To do:
Please repeat all of the records, keeping every word unchanged.
+ + + + +
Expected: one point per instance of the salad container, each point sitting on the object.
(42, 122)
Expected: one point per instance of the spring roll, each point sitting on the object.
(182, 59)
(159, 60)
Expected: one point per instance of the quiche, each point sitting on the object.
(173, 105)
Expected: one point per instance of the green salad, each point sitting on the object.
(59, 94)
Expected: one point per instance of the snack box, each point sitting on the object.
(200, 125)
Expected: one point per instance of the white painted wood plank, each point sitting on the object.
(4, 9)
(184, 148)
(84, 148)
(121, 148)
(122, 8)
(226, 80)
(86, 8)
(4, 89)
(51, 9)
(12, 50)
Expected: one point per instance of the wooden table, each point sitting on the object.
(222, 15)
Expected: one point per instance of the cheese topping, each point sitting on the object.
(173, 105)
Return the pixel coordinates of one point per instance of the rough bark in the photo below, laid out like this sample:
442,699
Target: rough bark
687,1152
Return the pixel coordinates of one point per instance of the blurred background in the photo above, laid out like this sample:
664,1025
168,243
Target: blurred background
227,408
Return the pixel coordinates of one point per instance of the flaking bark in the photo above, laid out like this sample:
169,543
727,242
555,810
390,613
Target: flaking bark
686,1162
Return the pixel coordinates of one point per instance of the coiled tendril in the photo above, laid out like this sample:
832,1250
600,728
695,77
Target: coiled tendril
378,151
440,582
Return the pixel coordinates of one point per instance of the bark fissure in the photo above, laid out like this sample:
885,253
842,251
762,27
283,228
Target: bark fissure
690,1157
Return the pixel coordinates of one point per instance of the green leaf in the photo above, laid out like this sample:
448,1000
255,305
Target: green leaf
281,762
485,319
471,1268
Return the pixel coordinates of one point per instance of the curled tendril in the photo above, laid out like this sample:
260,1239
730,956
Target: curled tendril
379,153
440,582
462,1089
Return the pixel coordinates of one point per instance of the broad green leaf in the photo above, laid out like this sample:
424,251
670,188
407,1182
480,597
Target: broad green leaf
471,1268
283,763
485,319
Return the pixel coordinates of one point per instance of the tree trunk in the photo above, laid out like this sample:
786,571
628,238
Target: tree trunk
+ + + + +
Worked solution:
Expected: one point per instance of the salad container, each point sitting on the object.
(42, 122)
Expected: one point per instance of the spring roll, each point sitting on the object.
(182, 59)
(159, 60)
Expected: one point per instance of the quiche, each point sitting on the object.
(173, 105)
Expected: one point per instance of the green salad, each point sitting on the object.
(59, 94)
Expected: one point per instance of the snack box, each point sitting on the object.
(200, 125)
Expected: one point per instance of the white painted wood plank, each point sitting on the object.
(4, 9)
(184, 148)
(84, 148)
(121, 148)
(122, 8)
(226, 80)
(86, 8)
(4, 89)
(51, 9)
(12, 50)
Expected: one point per instance of the wooden table, each point sitting on the object.
(222, 15)
Expected: one point per instance of the cheese topping, each point sitting on the object.
(173, 105)
Return the pixel coordinates of one point per instance of the rough bark in the photo below, laid out like this sample:
442,699
Target: rough bark
687,1152
Return the pixel coordinates of one point per instance of the blurred background in the photo above, laid out like this sample:
664,1025
168,243
Target: blurred background
227,408
Return the pixel coordinates of one point per instance of the flaking bark in the photo above, laid out like this sample:
169,543
727,242
555,810
390,613
Target: flaking bark
686,1162
Return the pixel coordinates of one point per instance of the coiled tendril in the photo above, laid out like this sample:
832,1250
600,728
695,77
Target: coiled tendril
378,151
440,582
Return the pixel coordinates of one point per instance of the bark fissure in the photo above, laid out like this sample:
885,253
842,251
762,27
283,228
Target: bark fissure
690,1157
Return the pixel coordinates of one point per instance of the green leaf in the photo above, laid out like this sample:
448,1000
255,305
Target: green leaf
281,762
485,319
471,1268
Return the pixel coordinates of one point per instance of the curled tendril in the photo above, laid out like this sample:
260,1239
730,956
Target: curled tendril
379,153
440,582
462,1089
Return the pixel coordinates of one point per instance of the broad green leaf in the photo above, laid out like this sample:
424,251
670,188
407,1182
480,597
Target: broad green leaf
471,1268
283,763
485,319
Return the pixel coordinates of one point per instance of the tree trunk in the photo above, laid out like this sample:
786,571
628,238
Target: tree trunk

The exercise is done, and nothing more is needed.